Passage provided:

Dan Wallach, Discovery Tech
 

Nov. 3, 2008 -- It's voting season again and that means everybody is concerned about the voting process. Will the right people be accidentally removed from registration rolls? Will the wrong people be able to vote more than once? Will the machines suffer "glitches" that cause them to incorrectly record or tabulate votes? Will malicious hackers (much less unscrupulous election officials) tamper with our voting machines, causing them to silently flip people's votes?

My own expertise is in security issues, and I could have written a lot about how insecure our voting machines are. However, believe it or not, security is not the most pressing problem. No, the biggest problem we face is usability. A significant number of voters simply do not find machines easy to use.

Let's take a trip in the way-back machine to Palm Beach County, Fla., in the November 2000 election. Everybody remembers the infamous "butterfly ballot," where an exceedingly poor visual layout of the ballot somehow induced thousands of voters to accidentally vote for Pat Buchanan rather than Al Gore. Once you got past the partisan rhetoric, the problem boiled down to a debate over whether the voters were at fault, or whether the technology was at fault.

The proper answer is that we should blame the ballot. Our goal in designing a voting system should be to accurately capture the intent of the voters. If actual, real voters can't figure it out, then you need to redesign the ballot. If election officials need to create detailed instructions on how to vote, then the voting process has already failed.

Entries:
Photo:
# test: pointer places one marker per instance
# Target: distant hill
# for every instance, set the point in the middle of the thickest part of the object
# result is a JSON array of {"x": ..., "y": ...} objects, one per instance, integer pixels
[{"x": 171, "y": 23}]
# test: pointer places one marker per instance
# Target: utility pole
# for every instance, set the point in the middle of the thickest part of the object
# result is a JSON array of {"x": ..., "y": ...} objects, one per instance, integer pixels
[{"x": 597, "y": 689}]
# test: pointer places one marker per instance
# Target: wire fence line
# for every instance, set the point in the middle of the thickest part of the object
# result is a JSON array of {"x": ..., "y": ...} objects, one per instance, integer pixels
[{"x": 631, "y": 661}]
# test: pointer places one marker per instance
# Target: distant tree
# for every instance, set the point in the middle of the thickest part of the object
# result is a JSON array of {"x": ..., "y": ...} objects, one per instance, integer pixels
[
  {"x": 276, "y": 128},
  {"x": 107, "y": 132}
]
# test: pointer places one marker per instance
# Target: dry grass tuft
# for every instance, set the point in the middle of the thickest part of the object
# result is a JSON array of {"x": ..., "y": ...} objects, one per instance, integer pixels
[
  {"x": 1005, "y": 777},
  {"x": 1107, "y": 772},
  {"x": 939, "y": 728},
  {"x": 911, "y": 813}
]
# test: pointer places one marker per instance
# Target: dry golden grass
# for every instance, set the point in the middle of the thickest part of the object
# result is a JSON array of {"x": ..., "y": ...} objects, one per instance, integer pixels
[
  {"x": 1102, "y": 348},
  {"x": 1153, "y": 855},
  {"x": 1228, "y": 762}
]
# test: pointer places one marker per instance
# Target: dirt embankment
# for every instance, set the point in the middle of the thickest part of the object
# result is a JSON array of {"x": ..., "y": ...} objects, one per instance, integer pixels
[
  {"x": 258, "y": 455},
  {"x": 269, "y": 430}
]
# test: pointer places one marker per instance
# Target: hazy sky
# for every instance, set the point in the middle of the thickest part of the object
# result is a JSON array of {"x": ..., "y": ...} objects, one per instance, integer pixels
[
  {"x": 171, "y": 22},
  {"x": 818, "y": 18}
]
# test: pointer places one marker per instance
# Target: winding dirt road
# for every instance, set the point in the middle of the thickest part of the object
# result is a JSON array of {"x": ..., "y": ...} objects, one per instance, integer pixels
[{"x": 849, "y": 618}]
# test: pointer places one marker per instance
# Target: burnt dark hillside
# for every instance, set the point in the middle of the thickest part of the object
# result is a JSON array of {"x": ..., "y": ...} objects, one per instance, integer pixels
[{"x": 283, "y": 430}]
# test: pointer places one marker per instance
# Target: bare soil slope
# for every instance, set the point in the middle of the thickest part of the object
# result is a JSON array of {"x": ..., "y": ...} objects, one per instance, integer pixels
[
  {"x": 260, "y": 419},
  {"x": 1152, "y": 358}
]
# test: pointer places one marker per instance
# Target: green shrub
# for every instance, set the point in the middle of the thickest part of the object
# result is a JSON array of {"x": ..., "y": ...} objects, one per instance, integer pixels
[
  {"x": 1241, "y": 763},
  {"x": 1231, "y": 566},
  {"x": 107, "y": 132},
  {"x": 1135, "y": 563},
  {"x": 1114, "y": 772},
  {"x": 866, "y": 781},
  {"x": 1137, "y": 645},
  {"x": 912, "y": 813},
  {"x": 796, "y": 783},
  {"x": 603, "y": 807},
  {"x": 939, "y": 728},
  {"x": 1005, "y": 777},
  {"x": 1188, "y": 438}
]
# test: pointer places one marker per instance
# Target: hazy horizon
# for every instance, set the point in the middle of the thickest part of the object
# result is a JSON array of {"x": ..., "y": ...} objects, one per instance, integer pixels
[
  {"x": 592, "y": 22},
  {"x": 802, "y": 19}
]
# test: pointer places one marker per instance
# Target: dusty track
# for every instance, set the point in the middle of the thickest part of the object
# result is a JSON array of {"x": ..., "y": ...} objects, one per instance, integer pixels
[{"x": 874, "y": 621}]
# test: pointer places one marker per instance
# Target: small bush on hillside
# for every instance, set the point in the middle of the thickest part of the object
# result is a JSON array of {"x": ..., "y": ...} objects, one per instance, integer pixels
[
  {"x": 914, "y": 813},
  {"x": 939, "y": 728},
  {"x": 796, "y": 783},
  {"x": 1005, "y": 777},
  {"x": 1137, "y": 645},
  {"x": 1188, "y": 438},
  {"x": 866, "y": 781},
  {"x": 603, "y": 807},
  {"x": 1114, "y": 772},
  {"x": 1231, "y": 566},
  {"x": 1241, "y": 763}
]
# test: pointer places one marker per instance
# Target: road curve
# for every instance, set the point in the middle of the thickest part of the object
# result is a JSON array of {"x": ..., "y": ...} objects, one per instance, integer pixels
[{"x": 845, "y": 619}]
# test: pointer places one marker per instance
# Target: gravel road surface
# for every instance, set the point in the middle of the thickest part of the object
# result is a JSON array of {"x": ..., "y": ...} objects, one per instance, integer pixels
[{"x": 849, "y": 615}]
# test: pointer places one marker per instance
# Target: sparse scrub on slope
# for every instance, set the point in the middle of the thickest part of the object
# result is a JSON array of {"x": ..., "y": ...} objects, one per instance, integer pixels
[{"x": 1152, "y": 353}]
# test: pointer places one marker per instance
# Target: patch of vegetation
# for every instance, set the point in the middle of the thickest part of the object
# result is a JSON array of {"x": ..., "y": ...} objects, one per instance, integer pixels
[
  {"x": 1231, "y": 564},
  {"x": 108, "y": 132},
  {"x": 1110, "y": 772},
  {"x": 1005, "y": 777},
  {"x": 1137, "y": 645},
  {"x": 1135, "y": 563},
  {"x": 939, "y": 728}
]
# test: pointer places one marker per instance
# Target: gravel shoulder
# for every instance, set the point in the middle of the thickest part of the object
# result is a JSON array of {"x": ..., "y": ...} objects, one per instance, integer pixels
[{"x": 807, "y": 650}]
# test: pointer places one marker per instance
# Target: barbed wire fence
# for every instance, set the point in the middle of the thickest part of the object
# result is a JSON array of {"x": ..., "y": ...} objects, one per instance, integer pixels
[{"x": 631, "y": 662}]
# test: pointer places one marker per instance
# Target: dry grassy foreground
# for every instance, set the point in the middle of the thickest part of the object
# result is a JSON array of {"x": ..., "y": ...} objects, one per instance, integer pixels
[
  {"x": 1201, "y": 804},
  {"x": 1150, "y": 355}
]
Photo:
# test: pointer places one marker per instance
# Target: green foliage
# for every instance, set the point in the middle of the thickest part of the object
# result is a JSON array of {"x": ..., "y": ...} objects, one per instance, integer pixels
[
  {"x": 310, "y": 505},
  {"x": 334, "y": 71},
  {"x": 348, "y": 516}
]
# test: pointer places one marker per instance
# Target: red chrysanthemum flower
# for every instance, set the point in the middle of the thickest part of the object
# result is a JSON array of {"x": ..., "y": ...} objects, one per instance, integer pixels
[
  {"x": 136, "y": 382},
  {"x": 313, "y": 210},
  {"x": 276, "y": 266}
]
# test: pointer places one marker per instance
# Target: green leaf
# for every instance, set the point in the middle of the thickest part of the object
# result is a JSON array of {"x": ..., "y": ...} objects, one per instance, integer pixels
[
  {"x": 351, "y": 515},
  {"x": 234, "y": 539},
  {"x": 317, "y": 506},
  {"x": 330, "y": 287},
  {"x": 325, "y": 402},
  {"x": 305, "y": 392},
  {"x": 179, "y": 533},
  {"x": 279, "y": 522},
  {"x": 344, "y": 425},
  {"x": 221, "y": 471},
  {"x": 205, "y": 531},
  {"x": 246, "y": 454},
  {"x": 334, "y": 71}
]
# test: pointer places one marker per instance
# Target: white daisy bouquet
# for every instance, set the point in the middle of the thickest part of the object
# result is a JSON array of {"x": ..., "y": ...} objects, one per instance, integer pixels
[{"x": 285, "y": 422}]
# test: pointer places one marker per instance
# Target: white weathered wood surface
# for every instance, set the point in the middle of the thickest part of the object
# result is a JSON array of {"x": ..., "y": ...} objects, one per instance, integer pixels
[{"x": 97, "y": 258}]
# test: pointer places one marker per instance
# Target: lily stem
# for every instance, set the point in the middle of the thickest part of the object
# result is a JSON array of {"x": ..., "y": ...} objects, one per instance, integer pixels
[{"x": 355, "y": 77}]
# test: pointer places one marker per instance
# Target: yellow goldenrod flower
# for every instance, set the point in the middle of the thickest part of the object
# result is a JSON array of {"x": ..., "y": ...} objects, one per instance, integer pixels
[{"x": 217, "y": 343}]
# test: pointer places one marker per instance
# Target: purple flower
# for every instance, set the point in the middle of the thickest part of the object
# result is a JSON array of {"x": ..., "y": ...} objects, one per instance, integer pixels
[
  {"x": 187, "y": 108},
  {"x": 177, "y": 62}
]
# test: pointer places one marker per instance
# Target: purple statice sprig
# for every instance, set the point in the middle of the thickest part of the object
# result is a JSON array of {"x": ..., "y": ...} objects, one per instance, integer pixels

Written instruction:
Can you retype the voting machine piece word for word from "Let's take a" to "has already failed."?

Solution:
Let's take a trip in the way-back machine to Palm Beach County, Fla., in the November 2000 election. Everybody remembers the infamous "butterfly ballot," where an exceedingly poor visual layout of the ballot somehow induced thousands of voters to accidentally vote for Pat Buchanan rather than Al Gore. Once you got past the partisan rhetoric, the problem boiled down to a debate over whether the voters were at fault, or whether the technology was at fault.

The proper answer is that we should blame the ballot. Our goal in designing a voting system should be to accurately capture the intent of the voters. If actual, real voters can't figure it out, then you need to redesign the ballot. If election officials need to create detailed instructions on how to vote, then the voting process has already failed.